Por: Luz María Tobón

Directora de El Mundo

 

En En los últimos años han confluido en Medellín -¿o en Colombia?- tres inquietantes circunstancias que interrogan al Estado, la cultura política y la ciudadanía.

Al gobierno de Medellín lo debieran estar interpelando las muertes violentas que crecen en forma incesante: desde el 1 de enero de 2016 al 10 de abril de 2019, en Medellín han sido asesinadas 1921 personas, cerca del 50% son jóvenes, aproximadamente el 15% son mujeres. Al 10 de abril de 2019, el aumento de homicidios, frente a 2018, ha sido del 17,9%. Esta tendencia contradice lo ocurrido durante más de 20 años, pero especialmente en los gobiernos de Sergio Fajardo, Alonso Salazar y Aníbal Gaviria, en los que se consolidó la tendencia al decrecimiento, que, por fortuna, estuvo acompañada de un fuerte control ciudadano a las estadísticas de homicidios y a los gobiernos. Estas tendencias se quebraron. Hoy no hay políticas públicas eficaces que cuiden la vida de los ciudadanos, respondiendo a su primera obligación. Tampoco hay una ciudadanía vigilante

El actual no es el primer momento en el que los homicidios desbordan a nuestro débil estado municipal. Lo que ha cambiado son la ideología, el discurso y las maneras de quienes nos gobiernan, así como su impacto en los ciudadanos. No es un hecho exclusivo de Medellín, pero en esta ciudad es particularmente notable y preocupante. A consecuencia de la nueva ideología y su discurso excluyente, bravío, manipulador, Medellín ha renunciado a preguntarse por la violencia para concluir dramáticamente que ella es causa, no efecto; y ha dejado de buscar cómo ser una ciudad para todos para empeñarse en dividirse entre quienes tienen derecho a la ciudad y aquellos que parecen afectarla. Han desaparecido preguntas y acciones por la equidad, la inclusión, las oportunidades, los derechos, y, por supuesto, la vida. Y a pocos parece importarles una renuncia tan seria al proyecto ético que buscaba resolver la violencia mediante el reconocimiento de su complejidad.

:: Objetivo a ::
Convierte en una lista breve el párrafo del fragmento que empieza con "Al gobierno de Medellín lo debieran estar interpelando" y conserva sus datos principales.

:: Registros enumerados ::
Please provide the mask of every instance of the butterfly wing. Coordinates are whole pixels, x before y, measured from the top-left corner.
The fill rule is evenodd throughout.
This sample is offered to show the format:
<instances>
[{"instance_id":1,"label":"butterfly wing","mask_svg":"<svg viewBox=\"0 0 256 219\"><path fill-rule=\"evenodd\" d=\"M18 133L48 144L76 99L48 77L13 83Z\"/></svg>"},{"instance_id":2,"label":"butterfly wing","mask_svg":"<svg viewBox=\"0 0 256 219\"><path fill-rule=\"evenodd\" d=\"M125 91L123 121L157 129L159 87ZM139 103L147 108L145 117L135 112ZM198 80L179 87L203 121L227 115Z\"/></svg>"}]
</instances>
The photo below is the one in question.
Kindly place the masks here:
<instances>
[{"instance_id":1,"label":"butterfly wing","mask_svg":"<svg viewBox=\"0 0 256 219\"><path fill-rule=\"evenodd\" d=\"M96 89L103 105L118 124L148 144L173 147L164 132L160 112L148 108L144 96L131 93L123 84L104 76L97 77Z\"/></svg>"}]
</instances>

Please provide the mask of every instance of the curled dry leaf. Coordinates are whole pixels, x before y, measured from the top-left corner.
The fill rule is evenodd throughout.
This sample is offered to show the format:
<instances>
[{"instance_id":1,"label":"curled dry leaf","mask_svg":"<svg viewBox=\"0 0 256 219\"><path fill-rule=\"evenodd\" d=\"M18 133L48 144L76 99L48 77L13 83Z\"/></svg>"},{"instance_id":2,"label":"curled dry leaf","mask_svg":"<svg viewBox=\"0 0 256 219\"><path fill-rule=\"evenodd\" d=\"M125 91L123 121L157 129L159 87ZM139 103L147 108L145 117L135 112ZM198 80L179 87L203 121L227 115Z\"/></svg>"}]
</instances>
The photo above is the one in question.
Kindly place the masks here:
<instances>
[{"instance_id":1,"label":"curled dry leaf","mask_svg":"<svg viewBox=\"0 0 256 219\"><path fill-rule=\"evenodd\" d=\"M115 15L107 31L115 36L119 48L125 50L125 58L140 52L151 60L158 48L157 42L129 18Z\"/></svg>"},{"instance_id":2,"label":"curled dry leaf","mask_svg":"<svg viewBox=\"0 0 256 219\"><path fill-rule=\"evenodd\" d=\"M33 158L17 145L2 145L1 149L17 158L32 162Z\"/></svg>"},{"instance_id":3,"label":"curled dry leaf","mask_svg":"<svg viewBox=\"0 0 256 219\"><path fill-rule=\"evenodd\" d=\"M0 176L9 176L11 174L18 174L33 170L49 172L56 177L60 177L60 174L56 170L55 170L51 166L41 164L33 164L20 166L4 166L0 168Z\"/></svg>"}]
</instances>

--

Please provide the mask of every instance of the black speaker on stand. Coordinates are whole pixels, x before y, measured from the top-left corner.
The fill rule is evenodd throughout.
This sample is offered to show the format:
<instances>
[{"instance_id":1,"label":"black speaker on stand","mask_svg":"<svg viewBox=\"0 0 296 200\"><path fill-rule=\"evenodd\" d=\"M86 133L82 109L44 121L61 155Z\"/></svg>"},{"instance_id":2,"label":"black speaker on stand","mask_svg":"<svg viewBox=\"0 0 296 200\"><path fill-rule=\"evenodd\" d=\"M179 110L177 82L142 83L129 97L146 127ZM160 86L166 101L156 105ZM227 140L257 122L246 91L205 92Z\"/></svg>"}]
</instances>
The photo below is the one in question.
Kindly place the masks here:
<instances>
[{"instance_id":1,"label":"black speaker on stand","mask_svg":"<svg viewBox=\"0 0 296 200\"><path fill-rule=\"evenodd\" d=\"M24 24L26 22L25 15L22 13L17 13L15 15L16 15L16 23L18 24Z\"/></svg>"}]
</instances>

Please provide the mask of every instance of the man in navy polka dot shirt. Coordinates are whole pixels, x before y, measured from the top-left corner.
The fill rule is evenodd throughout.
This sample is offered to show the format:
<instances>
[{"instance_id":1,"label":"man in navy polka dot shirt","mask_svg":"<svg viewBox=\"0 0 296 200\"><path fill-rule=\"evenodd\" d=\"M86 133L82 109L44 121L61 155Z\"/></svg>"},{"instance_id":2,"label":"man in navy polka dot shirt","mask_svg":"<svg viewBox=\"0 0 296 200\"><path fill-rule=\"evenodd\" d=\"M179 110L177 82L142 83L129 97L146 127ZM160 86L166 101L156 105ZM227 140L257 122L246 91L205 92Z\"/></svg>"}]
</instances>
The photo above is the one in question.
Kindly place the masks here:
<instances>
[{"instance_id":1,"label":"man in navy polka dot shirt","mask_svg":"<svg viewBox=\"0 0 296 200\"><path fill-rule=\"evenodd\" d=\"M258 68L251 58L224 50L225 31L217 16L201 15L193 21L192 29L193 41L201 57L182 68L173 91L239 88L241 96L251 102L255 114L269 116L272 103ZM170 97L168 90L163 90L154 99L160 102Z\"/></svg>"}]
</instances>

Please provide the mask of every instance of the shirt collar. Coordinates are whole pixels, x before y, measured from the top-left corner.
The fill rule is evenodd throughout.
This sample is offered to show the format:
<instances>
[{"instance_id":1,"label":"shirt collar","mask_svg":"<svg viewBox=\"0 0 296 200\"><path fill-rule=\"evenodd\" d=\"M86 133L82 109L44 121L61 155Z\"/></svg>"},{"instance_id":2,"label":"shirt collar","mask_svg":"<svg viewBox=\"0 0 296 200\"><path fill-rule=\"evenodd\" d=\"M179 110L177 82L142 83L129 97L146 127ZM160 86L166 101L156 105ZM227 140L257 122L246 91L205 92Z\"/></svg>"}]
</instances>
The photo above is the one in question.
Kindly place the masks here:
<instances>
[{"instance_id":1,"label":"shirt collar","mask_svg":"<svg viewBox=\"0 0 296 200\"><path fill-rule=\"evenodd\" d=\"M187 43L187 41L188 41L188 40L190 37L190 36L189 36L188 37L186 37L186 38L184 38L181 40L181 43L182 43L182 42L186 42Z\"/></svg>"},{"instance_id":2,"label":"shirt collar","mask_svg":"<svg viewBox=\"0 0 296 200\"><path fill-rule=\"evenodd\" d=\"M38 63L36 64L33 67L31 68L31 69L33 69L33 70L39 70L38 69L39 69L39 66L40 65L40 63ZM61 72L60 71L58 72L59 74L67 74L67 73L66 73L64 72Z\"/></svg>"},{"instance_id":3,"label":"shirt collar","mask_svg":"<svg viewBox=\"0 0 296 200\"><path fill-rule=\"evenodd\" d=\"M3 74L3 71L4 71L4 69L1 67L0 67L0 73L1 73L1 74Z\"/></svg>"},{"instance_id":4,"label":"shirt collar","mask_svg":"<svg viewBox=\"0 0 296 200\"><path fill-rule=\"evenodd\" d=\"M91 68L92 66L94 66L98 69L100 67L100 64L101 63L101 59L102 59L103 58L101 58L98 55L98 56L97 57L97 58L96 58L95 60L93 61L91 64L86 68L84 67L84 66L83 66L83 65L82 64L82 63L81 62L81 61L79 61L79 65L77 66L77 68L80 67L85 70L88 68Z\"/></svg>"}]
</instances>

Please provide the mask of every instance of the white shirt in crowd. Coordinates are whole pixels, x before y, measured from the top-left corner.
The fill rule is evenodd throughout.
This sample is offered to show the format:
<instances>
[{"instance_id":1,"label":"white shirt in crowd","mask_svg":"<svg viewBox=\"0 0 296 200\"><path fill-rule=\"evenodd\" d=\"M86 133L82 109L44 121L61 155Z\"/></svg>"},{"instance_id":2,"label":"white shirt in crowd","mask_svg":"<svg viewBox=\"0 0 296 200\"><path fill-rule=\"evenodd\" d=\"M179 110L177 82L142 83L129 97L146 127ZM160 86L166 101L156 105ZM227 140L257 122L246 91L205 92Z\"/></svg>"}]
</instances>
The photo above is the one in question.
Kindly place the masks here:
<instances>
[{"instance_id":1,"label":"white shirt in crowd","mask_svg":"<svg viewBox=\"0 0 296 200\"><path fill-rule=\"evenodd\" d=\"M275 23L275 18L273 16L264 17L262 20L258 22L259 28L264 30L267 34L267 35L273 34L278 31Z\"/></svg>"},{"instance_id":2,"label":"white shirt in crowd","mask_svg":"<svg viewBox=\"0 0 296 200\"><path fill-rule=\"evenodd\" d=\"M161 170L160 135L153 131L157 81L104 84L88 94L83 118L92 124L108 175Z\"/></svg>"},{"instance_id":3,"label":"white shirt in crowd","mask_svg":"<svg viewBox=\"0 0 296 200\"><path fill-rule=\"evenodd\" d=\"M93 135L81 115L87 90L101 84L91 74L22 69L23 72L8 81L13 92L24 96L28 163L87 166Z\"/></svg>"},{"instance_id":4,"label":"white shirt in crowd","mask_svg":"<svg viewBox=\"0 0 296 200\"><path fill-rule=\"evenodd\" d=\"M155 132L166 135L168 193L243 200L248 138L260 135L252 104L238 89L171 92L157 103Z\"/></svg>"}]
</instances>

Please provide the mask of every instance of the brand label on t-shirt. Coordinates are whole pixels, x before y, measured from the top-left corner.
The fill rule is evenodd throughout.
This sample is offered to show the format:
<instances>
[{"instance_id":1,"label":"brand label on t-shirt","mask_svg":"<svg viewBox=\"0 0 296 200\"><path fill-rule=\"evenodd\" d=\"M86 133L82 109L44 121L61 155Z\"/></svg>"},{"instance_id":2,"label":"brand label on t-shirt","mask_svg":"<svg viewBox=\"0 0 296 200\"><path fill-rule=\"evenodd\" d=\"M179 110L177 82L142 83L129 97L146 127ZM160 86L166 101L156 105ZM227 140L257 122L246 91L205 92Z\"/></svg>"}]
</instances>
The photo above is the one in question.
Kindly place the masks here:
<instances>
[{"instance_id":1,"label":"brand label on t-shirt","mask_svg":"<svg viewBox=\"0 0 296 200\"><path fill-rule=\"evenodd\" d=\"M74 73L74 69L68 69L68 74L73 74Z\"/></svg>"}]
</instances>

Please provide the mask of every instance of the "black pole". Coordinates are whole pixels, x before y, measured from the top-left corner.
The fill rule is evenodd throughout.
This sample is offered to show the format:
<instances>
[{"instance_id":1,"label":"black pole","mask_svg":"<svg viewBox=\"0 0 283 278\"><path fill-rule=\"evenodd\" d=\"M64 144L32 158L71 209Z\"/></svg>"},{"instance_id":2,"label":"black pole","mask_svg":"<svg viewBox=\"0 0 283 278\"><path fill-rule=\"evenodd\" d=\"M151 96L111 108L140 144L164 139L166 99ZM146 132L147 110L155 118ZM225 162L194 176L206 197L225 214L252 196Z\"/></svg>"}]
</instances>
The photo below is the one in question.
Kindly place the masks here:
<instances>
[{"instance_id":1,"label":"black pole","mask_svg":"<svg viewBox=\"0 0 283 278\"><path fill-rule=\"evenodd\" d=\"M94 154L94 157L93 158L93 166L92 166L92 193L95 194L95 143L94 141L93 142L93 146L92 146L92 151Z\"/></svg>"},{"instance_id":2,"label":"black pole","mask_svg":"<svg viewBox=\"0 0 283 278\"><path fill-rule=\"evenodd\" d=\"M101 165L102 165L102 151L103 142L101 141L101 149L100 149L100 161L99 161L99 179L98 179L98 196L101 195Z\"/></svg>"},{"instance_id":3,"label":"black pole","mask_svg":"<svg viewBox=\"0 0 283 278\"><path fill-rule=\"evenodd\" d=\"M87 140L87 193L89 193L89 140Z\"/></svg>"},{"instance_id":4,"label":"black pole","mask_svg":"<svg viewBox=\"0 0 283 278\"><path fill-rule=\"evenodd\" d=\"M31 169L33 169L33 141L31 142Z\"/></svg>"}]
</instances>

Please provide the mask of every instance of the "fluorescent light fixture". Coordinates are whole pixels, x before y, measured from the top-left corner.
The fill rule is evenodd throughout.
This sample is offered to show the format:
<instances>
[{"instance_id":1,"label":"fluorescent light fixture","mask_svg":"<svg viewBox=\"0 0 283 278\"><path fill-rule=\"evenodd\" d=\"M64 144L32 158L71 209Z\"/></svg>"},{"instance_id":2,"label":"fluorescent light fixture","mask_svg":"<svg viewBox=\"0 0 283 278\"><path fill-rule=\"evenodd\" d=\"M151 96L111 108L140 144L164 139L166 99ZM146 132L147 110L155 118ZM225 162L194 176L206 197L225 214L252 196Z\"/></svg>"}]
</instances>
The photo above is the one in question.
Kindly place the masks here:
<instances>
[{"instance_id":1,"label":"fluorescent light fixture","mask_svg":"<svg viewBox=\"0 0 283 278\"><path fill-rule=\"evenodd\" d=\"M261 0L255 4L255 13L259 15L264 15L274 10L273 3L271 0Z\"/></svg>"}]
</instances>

* * *

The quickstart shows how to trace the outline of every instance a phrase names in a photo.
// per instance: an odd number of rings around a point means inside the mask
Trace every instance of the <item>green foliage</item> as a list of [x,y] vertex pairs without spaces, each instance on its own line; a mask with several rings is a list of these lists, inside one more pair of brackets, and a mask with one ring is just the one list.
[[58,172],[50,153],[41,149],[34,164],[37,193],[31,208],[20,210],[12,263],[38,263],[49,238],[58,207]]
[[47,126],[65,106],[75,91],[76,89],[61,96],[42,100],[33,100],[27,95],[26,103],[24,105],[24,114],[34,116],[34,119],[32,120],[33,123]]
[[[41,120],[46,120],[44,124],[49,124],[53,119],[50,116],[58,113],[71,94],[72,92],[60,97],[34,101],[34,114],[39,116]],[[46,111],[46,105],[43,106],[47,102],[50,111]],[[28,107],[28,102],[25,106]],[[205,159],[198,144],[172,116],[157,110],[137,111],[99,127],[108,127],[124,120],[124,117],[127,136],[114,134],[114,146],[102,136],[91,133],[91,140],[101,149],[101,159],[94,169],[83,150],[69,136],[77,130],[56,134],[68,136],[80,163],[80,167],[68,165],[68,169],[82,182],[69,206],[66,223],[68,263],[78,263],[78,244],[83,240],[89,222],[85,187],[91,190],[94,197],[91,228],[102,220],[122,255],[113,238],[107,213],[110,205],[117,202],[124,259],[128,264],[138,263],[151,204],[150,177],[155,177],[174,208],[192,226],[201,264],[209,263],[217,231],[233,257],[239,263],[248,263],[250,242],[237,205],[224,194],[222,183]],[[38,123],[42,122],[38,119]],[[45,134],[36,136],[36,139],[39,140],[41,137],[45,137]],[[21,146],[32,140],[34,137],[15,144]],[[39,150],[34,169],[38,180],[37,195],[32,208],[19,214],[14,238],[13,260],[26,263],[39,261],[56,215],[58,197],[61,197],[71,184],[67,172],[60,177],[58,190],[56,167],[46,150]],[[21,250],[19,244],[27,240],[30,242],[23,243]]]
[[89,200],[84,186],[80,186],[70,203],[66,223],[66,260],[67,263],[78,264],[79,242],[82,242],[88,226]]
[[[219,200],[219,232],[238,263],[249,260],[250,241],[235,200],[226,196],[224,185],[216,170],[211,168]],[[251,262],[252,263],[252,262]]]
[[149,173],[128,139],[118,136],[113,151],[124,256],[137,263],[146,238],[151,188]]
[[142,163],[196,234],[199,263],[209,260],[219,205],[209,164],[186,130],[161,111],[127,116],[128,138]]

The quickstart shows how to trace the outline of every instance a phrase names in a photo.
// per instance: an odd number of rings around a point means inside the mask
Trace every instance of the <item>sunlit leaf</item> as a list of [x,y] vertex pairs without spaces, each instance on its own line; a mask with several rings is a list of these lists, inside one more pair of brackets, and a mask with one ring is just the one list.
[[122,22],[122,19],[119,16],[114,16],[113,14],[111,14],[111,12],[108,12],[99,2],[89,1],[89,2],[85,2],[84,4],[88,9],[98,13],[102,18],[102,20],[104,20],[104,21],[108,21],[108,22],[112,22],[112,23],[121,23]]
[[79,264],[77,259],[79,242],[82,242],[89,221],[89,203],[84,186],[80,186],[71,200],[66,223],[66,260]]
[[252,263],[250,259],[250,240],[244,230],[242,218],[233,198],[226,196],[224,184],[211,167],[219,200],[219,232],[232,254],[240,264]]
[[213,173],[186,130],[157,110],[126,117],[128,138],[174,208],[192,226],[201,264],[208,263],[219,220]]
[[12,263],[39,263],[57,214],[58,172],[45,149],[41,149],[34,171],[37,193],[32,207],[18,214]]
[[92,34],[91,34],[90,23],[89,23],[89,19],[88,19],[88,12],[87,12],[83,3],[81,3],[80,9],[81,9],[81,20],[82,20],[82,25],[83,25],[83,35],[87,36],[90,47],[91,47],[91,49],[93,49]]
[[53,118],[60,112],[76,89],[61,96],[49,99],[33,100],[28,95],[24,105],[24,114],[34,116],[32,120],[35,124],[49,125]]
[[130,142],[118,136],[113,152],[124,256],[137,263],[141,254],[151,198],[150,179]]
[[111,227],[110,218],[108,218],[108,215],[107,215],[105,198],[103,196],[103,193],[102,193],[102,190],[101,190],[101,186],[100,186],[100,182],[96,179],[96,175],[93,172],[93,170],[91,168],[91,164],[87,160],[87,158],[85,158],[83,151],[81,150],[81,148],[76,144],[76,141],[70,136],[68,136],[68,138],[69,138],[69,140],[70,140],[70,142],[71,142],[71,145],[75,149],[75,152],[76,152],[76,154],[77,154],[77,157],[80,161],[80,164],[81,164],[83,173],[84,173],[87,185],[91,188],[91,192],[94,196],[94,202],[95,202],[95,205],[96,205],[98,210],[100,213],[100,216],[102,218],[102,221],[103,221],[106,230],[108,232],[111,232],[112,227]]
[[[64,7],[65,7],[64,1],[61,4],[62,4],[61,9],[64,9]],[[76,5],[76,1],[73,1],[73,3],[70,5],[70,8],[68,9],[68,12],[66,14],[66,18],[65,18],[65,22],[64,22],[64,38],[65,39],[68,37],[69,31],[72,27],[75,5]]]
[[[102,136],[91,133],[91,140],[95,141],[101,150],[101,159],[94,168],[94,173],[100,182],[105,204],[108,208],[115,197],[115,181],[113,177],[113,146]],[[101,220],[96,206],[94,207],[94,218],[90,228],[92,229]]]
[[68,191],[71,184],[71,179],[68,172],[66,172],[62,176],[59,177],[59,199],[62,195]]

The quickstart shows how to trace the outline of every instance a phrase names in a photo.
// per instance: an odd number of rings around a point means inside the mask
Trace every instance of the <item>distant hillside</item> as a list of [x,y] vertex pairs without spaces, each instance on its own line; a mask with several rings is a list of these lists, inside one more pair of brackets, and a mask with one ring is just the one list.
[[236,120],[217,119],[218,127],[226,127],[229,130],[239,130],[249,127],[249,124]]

:: Objetivo b ::
Reúne todas las líneas de los registros que contienen la cadena "fixture" y cópialas.

:: Resultado del ejercicio a ::
- Las muertes violentas, que crecen sin cesar, debieran estar interpelando al gobierno de Medellín.
- Entre el 1 de enero de 2016 y el 10 de abril de 2019 fueron asesinadas 1921 personas en Medellín. Cerca del 50 % eran jóvenes y aproximadamente el 15 %, mujeres.
- Al 10 de abril de 2019, los homicidios habían aumentado un 17,9 % frente a 2018.
- Este aumento contradice la tendencia al descenso de más de 20 años. Esa tendencia se consolidó en los gobiernos de Sergio Fajardo, Alonso Salazar y Aníbal Gaviria y estuvo acompañada de un fuerte control ciudadano a las estadísticas y a los gobiernos.
- Esas tendencias se quebraron. Hoy no hay políticas públicas eficaces que cuiden la vida de los ciudadanos ni una ciudadanía vigilante.

:: Resultado del ejercicio b ::
Please provide the mask of every instance of the "fluorescent light fixture". Coordinates are whole pixels, x before y, measured from the top-left corner.
[{"instance_id":1,"label":"fluorescent light fixture","mask_svg":"<svg viewBox=\"0 0 283 278\"><path fill-rule=\"evenodd\" d=\"M64 144L32 158L71 209Z\"/></svg>"},{"instance_id":2,"label":"fluorescent light fixture","mask_svg":"<svg viewBox=\"0 0 283 278\"><path fill-rule=\"evenodd\" d=\"M151 96L111 108L140 144L164 139L166 99ZM146 132L147 110L155 118ZM225 162L194 176L206 197L225 214L252 196Z\"/></svg>"}]
[{"instance_id":1,"label":"fluorescent light fixture","mask_svg":"<svg viewBox=\"0 0 283 278\"><path fill-rule=\"evenodd\" d=\"M261 0L255 4L255 13L259 15L264 15L274 10L273 3L271 0Z\"/></svg>"}]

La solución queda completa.